> _PROBLEMS TO SOLVE_:
- a) Retype the section of the passage on South Africa's economy starting with "New procurement regulations" and going on through "been pretty terrible.".
- b) Which countries does the passage on South Africa's economy name as having had far greater GDP per capita growth than South Africa?
- c) Carry on the passage on South Africa's economy from its final sentence, keeping its tone and subject.

> _READING PASSAGE_:
= = =
New procurement regulations are promised, which we are assured will curb wasteful and corrupt expenditures, and SAPS and the rest of the justice system will be taking on several thousand new employees.
All of this must be taken with the following pinch of salt – that predicted outcomes have been rosier every year than even the cooked books delivered when the accounts were finally done. Long term, we can all see performances have been pretty terrible.
South Africa's economic performance since its transition to democracy in 1994 has been dismal, and the extremely generous welfare system (relative to other middle-income countries anyway) has done nothing to encourage economic growth (quite the opposite, if common sense is any indicator).
GDP per capita has increased by only 22% from 1994 to 2022, while countries like China, Vietnam, Ethiopia, India, and Poland have seen much more significant growth, an order of magnitude more, in fact, according to the World Bank. South Africa's GDP per capita in 2022 was lower than it was in 2007, and it is expected to continue declining for the next three years, resulting in 18 years of decreasing living standards. The country faces record levels of unemployment, poverty, and inequality.
We currently hold the world's highest unemployment rate, with 11.9 million people unemployed and an unemployment rate of 42.4% in the second quarter of 2023. Approximately half of the population lives in poverty, and one in five people lacks adequate access to food. Furthermore, it is the most unequal country globally, with the top 10% earning 67% of incomes and owning 86% of the wealth. That’s a significant increase from the old regime, under whose iron fist, inequality actually decreased (not that one should trust GINI coefficient scores too much).
According to the M&G (among others), the core issue is that the treasury and the Reserve Bank are primarily focused on debt and inflation (i.e., their actual constitutional purview), rather than addressing the pressing issues of unemployment, poverty, and inequality. Imagine that – they could just be hosing pedestrians down with freshly printed Rands every day and twice on weekends.
= = =
Annotated photo localization data:
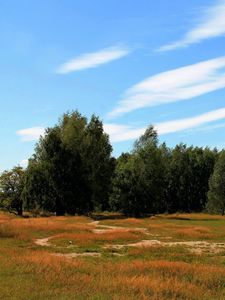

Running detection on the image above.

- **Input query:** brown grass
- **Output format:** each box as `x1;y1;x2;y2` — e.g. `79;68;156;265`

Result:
0;214;225;300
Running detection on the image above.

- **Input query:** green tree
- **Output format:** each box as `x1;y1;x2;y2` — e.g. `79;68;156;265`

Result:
110;126;167;216
0;167;25;216
207;150;225;215
24;111;113;215
167;144;216;213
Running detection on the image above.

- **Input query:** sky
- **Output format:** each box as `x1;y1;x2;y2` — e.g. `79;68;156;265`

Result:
0;0;225;171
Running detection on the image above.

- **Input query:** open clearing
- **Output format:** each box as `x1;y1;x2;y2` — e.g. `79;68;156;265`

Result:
0;213;225;300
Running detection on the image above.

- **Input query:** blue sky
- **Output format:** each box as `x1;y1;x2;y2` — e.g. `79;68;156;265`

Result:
0;0;225;170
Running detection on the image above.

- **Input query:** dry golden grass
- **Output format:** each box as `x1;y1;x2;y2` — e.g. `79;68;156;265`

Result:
0;213;225;300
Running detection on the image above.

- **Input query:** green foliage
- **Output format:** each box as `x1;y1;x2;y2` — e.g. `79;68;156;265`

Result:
167;144;217;212
207;151;225;215
0;167;24;215
111;126;170;216
23;111;113;215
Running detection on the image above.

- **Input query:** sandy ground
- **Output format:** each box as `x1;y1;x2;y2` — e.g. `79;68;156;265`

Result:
35;221;225;258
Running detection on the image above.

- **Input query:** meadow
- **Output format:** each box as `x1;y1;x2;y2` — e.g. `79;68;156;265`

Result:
0;213;225;300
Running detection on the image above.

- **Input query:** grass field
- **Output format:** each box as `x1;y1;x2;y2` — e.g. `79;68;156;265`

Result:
0;213;225;300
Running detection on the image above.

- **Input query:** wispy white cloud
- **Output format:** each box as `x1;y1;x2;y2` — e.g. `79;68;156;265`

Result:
104;108;225;142
155;108;225;135
108;56;225;118
16;127;45;142
158;0;225;51
56;47;130;74
19;159;28;169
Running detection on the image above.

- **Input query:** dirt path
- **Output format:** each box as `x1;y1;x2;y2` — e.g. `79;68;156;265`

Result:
104;240;225;254
35;221;225;258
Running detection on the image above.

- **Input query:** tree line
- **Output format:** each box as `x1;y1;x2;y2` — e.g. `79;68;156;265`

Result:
0;111;225;217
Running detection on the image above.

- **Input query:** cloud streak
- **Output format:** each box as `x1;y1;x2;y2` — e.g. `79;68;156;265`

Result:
158;0;225;52
104;108;225;142
108;56;225;118
56;47;130;74
16;127;45;142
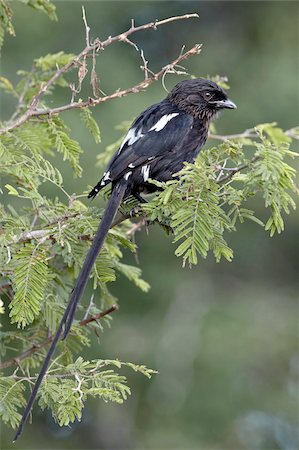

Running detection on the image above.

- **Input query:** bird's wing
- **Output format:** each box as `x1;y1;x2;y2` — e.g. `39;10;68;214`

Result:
100;106;193;187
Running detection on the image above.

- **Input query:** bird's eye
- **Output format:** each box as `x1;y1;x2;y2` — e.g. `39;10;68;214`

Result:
204;92;213;100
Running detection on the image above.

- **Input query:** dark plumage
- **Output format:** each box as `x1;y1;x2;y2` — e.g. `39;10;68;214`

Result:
15;78;236;440
89;78;236;197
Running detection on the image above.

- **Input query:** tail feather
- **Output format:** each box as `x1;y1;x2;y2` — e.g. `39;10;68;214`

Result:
13;180;127;442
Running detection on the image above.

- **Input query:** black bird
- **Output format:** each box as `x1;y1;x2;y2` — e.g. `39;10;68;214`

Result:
15;78;236;440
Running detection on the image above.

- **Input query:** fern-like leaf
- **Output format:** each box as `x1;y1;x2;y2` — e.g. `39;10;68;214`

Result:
9;244;48;327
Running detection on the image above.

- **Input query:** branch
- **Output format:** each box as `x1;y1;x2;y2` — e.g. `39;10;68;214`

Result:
217;156;260;184
209;127;299;141
0;9;201;134
0;305;118;369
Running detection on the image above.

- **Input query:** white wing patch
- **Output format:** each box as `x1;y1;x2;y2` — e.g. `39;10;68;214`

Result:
= = =
> _ANSWERS FOR THIS EXERCISE_:
- a)
New procurement regulations are promised, which we are assured will curb wasteful and corrupt expenditures, and SAPS and the rest of the justice system will be taking on several thousand new employees.
All of this must be taken with the following pinch of salt – that predicted outcomes have been rosier every year than even the cooked books delivered when the accounts were finally done. Long term, we can all see performances have been pretty terrible.

- b) China, Vietnam, Ethiopia, India, Poland

- c)
These guys tend to accuse the Minister of exaggerating the fiscal crisis for political reasons. Gqubula made this point himself, and the quoted figures which undermined his point entirely: the left-wing Institute for Economic Justice (IEJ) forecasts a budget deficit of 6.3% of GDP, while the 2023 budget had projected a deficit of 3.9% of GDP.
Most blame this on revenue shortfalls, and say we need to squeeze the taxpayer some more. Of course, other analysts have been arguing that we are on the verge of a tax revolt, because the margins are to steep for a middle class that would barely qualify as working class in the West.
Add to this the fact that the only seriously vibrant sector of the economy outside the Western Cape is the informal sector, which doesn’t pay taxes, and you have before you a stone from which no blood can be drawn.
Again and again, we see that old tokoloshe “neoliberalism” blamed for all of this.
But perhaps we should be thankful for that lingering “neoliberal” element in our socialist political economy – despite all the political incentive to do so, the government has resisted printing money with the aggressive fervour of Zimbabwe, or even the recent policies of the Western world post-covid.
Our inflation remains in single digits, and we still have a tradeable currency, as motheaten as the old thing has become.
Of course, this cannot last. The fiscal cliff is real for the very simple reason that spending is not being cut, debt servicing costs are going up, revenues are maxed out, and economic growth is relatively flat. “Austerity” must come, because if experience is any indicator, when pigs fall off a cliff, they tend not to fly very far.